Problem details:
From the psoriasis care passage, extract the text word for word, starting at "We want to see" and ending at "for their disease.".

Text block: Begin

Where do you see the future of psoriasis care going?

Much progress has been made over the last several years in the approach to the treatment of psoriasis, and certainly, this has had very positive implications for patients who live with and suffer with the disease day-to-day, but there still is more work to be done.

We recognize that, although psoriasis is a very common disease, that there still are many patients who, despite that awareness, remain undiagnosed. Partly, this is because patients hide their disease, if they are able to, and may even hide it from their health care providers.

We want to see that that social stigma is removed, so that patients can be diagnosed quickly and have efficient and ready access to appropriate care for their disease.

We also hope that the development pipelines that are underway, including that for bimekizumab, really help to deliver new and better treatments that not only offer just another option, but an option that really raises the bar of efficacy expectations and leads to better outcomes for patients, compared to the treatments that are available to them today.

Text block: End
Stored data: Begin

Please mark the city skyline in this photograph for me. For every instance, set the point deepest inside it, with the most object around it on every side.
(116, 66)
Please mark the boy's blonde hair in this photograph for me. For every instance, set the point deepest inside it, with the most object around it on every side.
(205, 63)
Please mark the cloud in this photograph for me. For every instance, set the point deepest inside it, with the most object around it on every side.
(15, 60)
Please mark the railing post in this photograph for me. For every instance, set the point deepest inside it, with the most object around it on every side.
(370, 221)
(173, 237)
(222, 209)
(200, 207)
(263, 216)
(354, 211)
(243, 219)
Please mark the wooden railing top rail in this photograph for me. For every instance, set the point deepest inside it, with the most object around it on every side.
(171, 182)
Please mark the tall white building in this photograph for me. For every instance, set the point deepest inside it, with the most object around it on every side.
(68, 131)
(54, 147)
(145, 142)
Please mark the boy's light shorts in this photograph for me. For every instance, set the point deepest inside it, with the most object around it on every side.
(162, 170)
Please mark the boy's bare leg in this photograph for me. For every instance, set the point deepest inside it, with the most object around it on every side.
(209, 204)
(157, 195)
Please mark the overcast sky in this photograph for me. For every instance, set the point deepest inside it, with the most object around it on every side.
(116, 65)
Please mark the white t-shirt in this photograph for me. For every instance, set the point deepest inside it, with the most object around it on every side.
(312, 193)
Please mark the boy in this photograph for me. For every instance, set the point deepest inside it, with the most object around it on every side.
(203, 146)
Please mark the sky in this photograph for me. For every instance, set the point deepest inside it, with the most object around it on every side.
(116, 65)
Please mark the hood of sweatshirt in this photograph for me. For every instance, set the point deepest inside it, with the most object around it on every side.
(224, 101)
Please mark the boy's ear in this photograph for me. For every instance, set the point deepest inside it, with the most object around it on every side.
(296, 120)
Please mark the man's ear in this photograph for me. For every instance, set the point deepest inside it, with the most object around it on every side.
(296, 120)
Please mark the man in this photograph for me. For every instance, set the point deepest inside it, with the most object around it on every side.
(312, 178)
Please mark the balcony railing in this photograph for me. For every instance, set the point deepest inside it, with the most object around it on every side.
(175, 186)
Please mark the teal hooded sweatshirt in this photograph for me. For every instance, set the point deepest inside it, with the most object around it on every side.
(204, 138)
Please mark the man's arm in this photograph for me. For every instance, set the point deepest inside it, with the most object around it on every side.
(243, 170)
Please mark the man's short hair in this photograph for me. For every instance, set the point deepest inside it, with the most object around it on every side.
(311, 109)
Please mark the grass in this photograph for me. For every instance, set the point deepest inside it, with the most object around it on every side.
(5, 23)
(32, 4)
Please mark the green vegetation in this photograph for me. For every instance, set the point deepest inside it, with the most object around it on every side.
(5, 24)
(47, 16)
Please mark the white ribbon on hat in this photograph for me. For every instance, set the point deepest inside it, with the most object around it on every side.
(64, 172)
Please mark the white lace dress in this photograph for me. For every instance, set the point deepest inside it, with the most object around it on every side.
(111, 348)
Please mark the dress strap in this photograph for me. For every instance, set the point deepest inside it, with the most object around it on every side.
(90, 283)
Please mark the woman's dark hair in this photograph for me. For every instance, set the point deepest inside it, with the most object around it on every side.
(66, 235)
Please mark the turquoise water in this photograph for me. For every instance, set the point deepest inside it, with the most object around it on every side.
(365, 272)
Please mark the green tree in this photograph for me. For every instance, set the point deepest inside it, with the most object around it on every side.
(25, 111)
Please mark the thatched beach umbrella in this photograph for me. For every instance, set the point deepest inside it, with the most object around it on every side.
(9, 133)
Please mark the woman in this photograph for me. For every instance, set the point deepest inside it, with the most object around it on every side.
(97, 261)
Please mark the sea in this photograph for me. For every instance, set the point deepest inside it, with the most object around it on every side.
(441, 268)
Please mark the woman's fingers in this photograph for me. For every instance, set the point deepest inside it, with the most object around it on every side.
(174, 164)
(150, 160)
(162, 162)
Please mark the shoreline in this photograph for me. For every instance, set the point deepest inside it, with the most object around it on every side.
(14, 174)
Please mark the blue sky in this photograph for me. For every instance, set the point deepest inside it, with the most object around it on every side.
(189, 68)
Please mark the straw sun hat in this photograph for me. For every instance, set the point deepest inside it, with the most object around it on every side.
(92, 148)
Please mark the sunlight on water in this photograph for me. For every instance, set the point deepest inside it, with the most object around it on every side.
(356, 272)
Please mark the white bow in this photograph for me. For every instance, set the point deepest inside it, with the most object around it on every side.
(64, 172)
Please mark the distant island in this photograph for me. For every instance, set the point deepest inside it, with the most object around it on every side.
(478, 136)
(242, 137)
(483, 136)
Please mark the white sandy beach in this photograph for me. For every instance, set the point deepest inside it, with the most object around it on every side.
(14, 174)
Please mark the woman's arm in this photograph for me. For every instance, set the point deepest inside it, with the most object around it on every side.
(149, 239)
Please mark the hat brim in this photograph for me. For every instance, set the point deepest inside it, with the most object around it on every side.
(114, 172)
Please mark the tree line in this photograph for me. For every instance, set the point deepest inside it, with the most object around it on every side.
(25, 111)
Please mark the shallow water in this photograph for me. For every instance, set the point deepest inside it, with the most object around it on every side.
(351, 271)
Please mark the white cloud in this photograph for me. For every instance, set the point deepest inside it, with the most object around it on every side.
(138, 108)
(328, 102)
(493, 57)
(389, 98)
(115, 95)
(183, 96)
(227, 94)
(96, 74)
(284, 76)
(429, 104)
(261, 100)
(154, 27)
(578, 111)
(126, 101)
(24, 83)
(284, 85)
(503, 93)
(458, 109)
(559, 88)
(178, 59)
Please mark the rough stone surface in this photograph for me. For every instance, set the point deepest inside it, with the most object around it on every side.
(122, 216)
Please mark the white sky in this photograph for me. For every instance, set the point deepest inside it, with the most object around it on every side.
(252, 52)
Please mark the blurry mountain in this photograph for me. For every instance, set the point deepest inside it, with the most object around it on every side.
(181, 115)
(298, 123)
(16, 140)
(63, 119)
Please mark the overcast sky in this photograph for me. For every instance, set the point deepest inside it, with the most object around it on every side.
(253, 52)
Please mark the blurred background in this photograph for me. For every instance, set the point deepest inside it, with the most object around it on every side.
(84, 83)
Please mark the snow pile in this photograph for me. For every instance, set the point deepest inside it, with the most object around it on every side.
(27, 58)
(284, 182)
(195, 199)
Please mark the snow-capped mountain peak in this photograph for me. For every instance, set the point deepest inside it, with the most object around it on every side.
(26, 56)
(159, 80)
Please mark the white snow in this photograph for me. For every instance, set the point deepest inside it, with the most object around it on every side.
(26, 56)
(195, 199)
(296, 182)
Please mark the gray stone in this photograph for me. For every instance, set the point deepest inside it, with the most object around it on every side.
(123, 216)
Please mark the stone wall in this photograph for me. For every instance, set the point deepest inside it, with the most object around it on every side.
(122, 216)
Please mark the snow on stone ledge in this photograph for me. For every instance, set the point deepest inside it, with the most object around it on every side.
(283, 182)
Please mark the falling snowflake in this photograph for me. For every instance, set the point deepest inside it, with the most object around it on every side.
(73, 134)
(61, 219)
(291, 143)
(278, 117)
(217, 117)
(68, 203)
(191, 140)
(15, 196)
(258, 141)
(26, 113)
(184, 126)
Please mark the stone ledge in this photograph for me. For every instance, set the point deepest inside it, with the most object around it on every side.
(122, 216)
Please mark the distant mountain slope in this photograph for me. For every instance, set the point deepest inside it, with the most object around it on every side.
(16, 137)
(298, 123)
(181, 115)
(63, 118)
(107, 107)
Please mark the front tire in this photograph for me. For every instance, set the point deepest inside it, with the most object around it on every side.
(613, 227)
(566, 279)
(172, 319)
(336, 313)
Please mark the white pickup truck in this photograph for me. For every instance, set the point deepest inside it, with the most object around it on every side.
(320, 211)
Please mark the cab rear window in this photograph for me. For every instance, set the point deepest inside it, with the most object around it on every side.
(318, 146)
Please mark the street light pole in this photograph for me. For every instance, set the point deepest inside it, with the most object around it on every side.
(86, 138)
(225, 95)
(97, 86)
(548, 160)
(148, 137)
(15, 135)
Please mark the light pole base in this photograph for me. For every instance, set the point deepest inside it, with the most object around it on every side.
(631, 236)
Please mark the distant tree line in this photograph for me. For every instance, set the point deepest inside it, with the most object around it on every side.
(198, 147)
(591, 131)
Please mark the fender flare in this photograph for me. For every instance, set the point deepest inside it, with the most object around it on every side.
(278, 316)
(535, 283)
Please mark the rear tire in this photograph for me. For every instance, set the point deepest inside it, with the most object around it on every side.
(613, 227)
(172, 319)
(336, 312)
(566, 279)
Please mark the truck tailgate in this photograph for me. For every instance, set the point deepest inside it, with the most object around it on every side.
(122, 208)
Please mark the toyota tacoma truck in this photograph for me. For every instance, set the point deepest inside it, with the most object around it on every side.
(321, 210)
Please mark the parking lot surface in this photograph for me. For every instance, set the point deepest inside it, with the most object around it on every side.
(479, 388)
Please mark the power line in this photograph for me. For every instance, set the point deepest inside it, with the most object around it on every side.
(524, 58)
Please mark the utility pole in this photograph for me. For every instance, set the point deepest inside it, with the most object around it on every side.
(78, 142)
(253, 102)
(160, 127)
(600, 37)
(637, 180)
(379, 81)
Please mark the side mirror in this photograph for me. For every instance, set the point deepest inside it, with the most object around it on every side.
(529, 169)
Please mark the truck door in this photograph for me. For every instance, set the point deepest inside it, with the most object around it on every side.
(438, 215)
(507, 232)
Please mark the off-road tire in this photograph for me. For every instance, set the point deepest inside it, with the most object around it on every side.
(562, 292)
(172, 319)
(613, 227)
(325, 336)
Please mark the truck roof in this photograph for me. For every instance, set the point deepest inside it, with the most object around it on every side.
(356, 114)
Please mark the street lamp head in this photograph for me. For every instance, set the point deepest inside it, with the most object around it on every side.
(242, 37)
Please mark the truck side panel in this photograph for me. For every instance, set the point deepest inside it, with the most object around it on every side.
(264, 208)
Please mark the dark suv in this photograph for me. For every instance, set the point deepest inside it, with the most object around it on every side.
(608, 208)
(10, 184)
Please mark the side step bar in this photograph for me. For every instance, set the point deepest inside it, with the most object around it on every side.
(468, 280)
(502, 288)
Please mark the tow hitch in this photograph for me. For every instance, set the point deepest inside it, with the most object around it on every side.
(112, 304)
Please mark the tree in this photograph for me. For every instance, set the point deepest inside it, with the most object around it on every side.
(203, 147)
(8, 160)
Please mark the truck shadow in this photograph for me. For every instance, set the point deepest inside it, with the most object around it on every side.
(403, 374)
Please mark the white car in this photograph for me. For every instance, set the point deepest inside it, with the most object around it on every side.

Stored data: End

Solution to the problem:
We want to see that that social stigma is removed, so that patients can be diagnosed quickly and have efficient and ready access to appropriate care for their disease.